[Recorded data]
========================================================================
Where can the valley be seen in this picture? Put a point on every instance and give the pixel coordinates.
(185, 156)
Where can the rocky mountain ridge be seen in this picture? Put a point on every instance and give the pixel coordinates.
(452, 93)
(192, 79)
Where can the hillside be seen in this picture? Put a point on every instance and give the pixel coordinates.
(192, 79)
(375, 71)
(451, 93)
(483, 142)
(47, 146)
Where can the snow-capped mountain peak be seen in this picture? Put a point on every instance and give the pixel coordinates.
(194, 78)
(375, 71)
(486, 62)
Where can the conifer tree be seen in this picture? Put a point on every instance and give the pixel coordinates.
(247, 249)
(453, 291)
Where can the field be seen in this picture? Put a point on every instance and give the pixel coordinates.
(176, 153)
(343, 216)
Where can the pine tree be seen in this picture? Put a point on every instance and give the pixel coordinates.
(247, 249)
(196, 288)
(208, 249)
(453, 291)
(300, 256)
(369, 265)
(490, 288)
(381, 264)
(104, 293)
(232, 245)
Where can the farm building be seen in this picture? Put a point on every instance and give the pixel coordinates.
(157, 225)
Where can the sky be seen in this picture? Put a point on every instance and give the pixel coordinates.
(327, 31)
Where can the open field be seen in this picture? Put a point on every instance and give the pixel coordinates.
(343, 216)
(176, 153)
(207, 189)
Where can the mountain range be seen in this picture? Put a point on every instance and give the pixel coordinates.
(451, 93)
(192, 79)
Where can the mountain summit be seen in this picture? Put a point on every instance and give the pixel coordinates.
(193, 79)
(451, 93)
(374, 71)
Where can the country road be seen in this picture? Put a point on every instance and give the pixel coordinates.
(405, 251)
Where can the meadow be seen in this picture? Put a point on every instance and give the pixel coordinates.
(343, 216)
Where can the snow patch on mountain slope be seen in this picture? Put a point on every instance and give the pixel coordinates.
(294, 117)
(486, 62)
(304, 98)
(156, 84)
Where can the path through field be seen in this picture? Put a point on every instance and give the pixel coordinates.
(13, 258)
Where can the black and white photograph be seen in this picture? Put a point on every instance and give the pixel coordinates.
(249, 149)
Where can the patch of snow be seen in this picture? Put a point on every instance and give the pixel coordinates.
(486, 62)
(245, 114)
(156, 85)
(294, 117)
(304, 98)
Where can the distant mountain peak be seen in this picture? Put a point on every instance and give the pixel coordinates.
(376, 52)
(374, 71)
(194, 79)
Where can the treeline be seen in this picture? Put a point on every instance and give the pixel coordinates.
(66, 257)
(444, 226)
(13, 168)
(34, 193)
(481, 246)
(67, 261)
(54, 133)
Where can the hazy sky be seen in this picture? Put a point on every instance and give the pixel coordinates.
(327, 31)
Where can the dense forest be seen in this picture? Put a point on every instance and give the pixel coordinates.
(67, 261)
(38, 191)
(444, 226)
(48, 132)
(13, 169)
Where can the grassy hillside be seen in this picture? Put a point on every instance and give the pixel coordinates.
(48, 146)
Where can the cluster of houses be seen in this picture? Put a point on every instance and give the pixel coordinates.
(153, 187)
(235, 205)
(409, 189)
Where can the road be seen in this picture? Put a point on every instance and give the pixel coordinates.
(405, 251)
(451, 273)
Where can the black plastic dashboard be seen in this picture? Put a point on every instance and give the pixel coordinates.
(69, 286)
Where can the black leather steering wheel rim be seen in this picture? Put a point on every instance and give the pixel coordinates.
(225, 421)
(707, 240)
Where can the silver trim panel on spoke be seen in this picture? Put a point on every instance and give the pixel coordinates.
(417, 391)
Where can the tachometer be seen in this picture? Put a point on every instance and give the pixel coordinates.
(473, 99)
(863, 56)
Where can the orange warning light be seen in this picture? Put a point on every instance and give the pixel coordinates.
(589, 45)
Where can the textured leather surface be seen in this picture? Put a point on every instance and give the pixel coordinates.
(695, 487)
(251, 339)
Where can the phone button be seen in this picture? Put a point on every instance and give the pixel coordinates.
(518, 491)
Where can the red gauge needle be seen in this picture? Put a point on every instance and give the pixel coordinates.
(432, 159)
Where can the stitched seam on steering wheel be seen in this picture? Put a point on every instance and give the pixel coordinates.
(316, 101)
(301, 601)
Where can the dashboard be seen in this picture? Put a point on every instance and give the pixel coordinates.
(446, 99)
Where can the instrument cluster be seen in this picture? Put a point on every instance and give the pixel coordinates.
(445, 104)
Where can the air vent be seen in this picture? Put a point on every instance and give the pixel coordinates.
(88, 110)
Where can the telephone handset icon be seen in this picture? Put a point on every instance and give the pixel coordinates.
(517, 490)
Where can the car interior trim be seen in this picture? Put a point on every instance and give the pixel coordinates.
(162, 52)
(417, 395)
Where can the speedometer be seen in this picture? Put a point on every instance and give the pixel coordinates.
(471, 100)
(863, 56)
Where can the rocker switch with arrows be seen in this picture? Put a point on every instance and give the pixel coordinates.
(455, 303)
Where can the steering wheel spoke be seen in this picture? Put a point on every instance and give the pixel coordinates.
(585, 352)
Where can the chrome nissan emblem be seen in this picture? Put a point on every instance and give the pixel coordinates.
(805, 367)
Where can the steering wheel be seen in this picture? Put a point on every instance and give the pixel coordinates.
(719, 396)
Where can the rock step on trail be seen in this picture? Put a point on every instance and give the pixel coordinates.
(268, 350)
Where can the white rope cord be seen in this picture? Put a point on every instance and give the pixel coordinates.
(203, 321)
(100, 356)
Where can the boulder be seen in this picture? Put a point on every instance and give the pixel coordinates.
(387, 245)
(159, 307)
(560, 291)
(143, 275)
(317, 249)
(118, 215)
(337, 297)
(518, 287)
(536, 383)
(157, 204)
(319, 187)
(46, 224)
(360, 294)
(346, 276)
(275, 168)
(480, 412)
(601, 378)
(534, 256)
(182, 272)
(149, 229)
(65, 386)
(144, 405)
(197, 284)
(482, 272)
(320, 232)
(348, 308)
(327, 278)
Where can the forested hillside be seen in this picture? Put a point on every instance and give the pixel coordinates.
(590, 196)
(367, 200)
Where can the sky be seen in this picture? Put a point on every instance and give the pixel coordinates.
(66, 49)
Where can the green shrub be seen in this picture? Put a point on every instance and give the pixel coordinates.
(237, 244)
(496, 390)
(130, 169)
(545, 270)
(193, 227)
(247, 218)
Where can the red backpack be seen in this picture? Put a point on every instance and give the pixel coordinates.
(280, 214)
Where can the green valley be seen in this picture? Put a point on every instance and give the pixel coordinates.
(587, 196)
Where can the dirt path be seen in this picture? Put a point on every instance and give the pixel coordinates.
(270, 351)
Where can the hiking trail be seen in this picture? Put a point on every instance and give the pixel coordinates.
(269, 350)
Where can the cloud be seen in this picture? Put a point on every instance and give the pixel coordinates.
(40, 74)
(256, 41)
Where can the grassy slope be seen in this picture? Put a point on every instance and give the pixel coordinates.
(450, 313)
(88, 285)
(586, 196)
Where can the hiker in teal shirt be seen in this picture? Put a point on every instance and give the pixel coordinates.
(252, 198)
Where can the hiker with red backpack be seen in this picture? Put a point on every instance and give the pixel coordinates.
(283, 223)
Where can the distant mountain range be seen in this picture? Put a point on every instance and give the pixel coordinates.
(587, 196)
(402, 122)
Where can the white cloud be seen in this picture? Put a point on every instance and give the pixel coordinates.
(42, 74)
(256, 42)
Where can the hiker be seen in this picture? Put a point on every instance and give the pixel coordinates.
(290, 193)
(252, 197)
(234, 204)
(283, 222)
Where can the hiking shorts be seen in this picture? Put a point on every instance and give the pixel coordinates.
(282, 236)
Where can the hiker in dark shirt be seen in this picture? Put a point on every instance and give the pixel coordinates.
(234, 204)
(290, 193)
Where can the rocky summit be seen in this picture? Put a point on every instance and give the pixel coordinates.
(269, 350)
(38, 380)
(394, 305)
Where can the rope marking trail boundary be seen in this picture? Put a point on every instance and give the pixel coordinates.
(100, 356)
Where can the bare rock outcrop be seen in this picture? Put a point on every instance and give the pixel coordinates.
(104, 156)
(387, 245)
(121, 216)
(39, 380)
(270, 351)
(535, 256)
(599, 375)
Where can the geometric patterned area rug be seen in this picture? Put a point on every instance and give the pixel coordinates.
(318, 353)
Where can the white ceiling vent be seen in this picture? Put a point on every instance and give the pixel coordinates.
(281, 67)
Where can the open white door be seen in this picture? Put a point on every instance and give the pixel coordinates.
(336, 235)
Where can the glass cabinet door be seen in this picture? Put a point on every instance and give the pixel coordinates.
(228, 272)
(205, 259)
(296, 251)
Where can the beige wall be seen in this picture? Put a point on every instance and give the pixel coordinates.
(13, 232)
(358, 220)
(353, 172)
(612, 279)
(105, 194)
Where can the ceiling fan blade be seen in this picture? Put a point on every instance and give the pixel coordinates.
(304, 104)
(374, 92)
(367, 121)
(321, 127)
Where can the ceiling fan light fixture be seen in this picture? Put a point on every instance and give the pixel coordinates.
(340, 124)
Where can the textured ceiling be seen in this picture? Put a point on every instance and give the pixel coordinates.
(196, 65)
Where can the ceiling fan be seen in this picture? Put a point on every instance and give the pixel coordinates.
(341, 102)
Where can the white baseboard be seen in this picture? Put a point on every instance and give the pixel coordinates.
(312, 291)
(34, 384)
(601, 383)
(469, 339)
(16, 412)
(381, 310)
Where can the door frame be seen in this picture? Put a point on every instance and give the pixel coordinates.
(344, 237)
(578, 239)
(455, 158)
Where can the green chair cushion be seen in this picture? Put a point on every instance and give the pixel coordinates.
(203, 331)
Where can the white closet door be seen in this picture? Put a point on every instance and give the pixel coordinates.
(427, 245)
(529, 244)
========================================================================
__What you have to do__:
Each line from the one with "Where can the white baseboard" through the last line of the records must be written out word for word. Include nothing else.

__Task output__:
Where can the white baseboard be seen in this picture? Put a point on every instance and give the pixel coordinates.
(312, 291)
(34, 384)
(601, 383)
(469, 339)
(16, 412)
(381, 310)
Where can the door frame be seen in this picture? Put a point on every instance and give the pixel coordinates.
(344, 237)
(578, 239)
(455, 158)
Where can the green chair cushion be seen in this picture? Put a point on every instance and give the pixel coordinates.
(203, 331)
Where can the white closet door be seen in this picture? Put a point on every instance and give the pixel coordinates.
(427, 245)
(529, 244)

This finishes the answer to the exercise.